» **Given task**
Resume the commentary on the Fed-and-trend chart, starting right after its final sentence and keeping its voice.

» **Extract**
:::::

Posted on 02.21.17 |

The number one rule many of us were taught is “Don’t Fight the Fed.”  I like to add “trend” into that equation and, as you’ll see in the next chart, the math is compelling.

When the Fed raises rates (don’t fight them) and the trend turns negative, equities underperform.  Focus on the red arrows.  Two different time periods are measured, however, the message is the same.  The big corrections come when both the Fed and trend turn negative.  I wrote some time ago in On My Radar to “watch out for minus 2.”  We currently sit at -1.  I’ll share this chart from time to time – especially if -2 is triggered.

Here is how you read the chart:

  • The top section plots the S&P 500 Index but focus on the middle section.
  • NDR has a Multi-Cap Tape Composite Model to measure the technical health of the broad equity market. That model aggregates the signals of over 100 component indicators and generates a signal based on the percentage of the component indicators that are giving a bullish signal for the S&P 500.  It measures momentum and trend.

:::::

» **Data**
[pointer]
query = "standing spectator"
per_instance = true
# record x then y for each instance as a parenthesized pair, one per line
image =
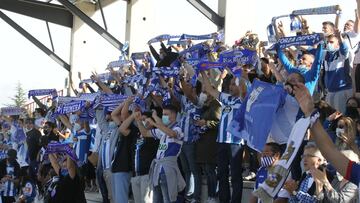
(33, 142)
(229, 148)
(144, 152)
(206, 149)
(165, 176)
(337, 72)
(9, 175)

:::::

» **Result for this task**
  • The Fed component is really an interest rate component, which measures the trend in rates by looking at the yield on the 10-year Treasury note. When the 10-week trend in yields are lower than their 70-week trend in yields, the S&P 500 has produced larger gains.  When it is higher, the S&P 500 has performed poorly.  It’s that simple.
  • The combined indicator can produce a score of -2 (both indicators are bearish) to +2 (both bullish) and overall have done a good job historically as a risk-on/risk-off indicator.
  • The current reading is -1 (data shows we need to watch out for -2): refer to the red arrows.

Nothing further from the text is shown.